>> START SOURCE PASSAGE
BACKGROUND OF THE INVENTION

1. Field of the Invention:

This invention relates in general to electromagnetic transducers, and more specifically to a taut armature resonant electromagnetic transducer.

2. Description of the Prior Art:

Portable communication devices, such as pagers, have generally used cylindrical motors which spin an eccentric counterweight or "pancake" motors which utilize eccentric armature weighting to generate a tactile, or "vibratory" alert. Such an alert is desirable to generate a "silent" alert which is used to alert the user that a message has been received without disrupting persons located nearby. While such devices have worked satisfactorily for many years and are still widely being used, several issues limit a much broader use. Motors, when used to provide a tactile, "silent", alert are hardly "silent", but rather provide a perceptible acoustic output due in part to the high rotational frequency required for the operation of the motor to spin the counterweight sufficiently to provide a perceptible tactile stimulation. Likewise, such motors, as a result of their inherent design, have generally consumed a substantial amount of energy for operation. This has meant that the motor must be switched directly from the battery for operation, and significantly impacts the battery life that can be expected during normal operation of the portable communication devices.

Recently, a new generation of non-rotational, radial electromagnetic transducers was described by Mooney et al., U.S. Pat. No. 5,107,540, and McKee et al., U.S. Pat. No. 5,327,120, which significantly reduced the energy consumed from a battery for operation as a tactile alerting device. In addition, since the electromagnetic transducer operated at a sub-audible frequency which maximized the tactile sensation developed when the transducer is coupled to a person, a truly silent non-disruptive alert was provided. Because the size and shape of the radial electromagnetic transducer was similar to that of a pancake motor, retrofits of the new device could readily be more accommodated in established communication devices with little change to the driving circuitry or mechanics.

While the new generation of non-rotational, radial electromagnetic transducers have significantly reduced the energy consumption, and have also significantly reduced the sound developed when in actual operation, there is yet a need for an electromagnetic transducer which provides an even lower energy consumption, while maintaining the performance characteristics of the radial electromagnetic transducers.
>> END SOURCE PASSAGE
>> START DATA LINES
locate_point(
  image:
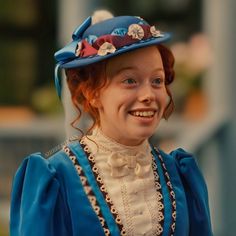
>> END DATA LINES
• WHAT TO DO:
[1] Reproduce the part of the patent background starting with "Recently, a new" and going on through "circuitry or mechanics.".
[2] According to the patent background, which two U.S. patents described the new generation of non-rotational, radial electromagnetic transducers?
[3] Turn the paragraph of the patent background that opens with "Recently, a new generation" into a short bulleted list that keeps its main facts.

• ANSWER SET:
[1]
Recently, a new generation of non-rotational, radial electromagnetic transducers was described by Mooney et al., U.S. Pat. No. 5,107,540, and McKee et al., U.S. Pat. No. 5,327,120, which significantly reduced the energy consumed from a battery for operation as a tactile alerting device. In addition, since the electromagnetic transducer operated at a sub-audible frequency which maximized the tactile sensation developed when the transducer is coupled to a person, a truly silent non-disruptive alert was provided. Because the size and shape of the radial electromagnetic transducer was similar to that of a pancake motor, retrofits of the new device could readily be more accommodated in established communication devices with little change to the driving circuitry or mechanics.

[2] U.S. Pat. No. 5,107,540 by Mooney et al. and U.S. Pat. No. 5,327,120 by McKee et al.

[3]
- Mooney et al. (U.S. Pat. No. 5,107,540) and McKee et al. (U.S. Pat. No. 5,327,120) described a new generation of non-rotational, radial electromagnetic transducers.
- These transducers significantly reduced the battery energy used to serve as a tactile alerting device.
- They operated at a sub-audible frequency that maximized the tactile sensation felt when the transducer is coupled to a person, which gave a truly silent, non-disruptive alert.
- Because their size and shape were similar to a pancake motor's, they could be retrofitted into established communication devices with little change to the driving circuitry or mechanics.